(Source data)
........

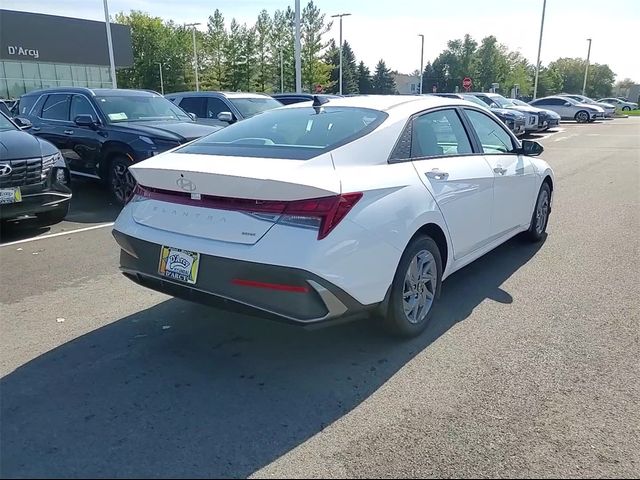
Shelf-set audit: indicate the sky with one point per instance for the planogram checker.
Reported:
(389, 30)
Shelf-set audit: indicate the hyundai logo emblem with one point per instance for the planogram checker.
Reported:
(5, 170)
(186, 184)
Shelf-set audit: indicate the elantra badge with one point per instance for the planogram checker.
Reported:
(186, 184)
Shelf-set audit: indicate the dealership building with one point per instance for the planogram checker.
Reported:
(43, 51)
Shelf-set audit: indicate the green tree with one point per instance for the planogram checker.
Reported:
(264, 80)
(233, 57)
(313, 27)
(520, 73)
(364, 79)
(282, 48)
(600, 80)
(214, 44)
(382, 81)
(492, 64)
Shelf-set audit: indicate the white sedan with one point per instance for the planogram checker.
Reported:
(347, 208)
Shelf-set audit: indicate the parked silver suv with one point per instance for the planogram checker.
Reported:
(570, 109)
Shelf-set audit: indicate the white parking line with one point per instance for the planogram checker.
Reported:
(59, 234)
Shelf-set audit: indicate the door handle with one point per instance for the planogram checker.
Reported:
(437, 175)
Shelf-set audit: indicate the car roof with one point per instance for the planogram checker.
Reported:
(102, 92)
(401, 105)
(219, 94)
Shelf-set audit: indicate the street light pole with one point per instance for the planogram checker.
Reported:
(281, 71)
(340, 15)
(586, 71)
(421, 61)
(195, 52)
(161, 81)
(296, 52)
(535, 86)
(112, 63)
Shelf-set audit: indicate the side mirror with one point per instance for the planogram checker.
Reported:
(85, 121)
(23, 123)
(531, 149)
(226, 117)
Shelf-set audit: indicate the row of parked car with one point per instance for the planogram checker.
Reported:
(99, 133)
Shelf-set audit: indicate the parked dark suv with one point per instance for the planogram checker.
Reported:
(34, 180)
(223, 108)
(101, 132)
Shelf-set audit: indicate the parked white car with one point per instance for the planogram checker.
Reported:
(356, 206)
(570, 109)
(609, 109)
(620, 104)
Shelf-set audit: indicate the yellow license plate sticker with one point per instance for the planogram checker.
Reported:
(10, 195)
(178, 264)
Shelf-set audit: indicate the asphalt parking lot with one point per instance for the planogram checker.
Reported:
(530, 369)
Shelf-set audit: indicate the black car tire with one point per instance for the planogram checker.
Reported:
(396, 321)
(540, 215)
(54, 216)
(121, 182)
(583, 116)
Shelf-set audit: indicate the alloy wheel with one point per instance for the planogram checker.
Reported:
(420, 285)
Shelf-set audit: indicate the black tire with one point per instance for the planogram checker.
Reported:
(540, 216)
(121, 182)
(582, 116)
(54, 216)
(396, 321)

........

**Directions for this task:** Whenever the word "parking" occurs in a line above, copy that line.

**Task response:**
Shelf-set audit: indicate the white parking line with one point per instance for the planogram checker.
Shelf-set audit: indicate the asphalt parking lot with one point per instance for the planogram checker.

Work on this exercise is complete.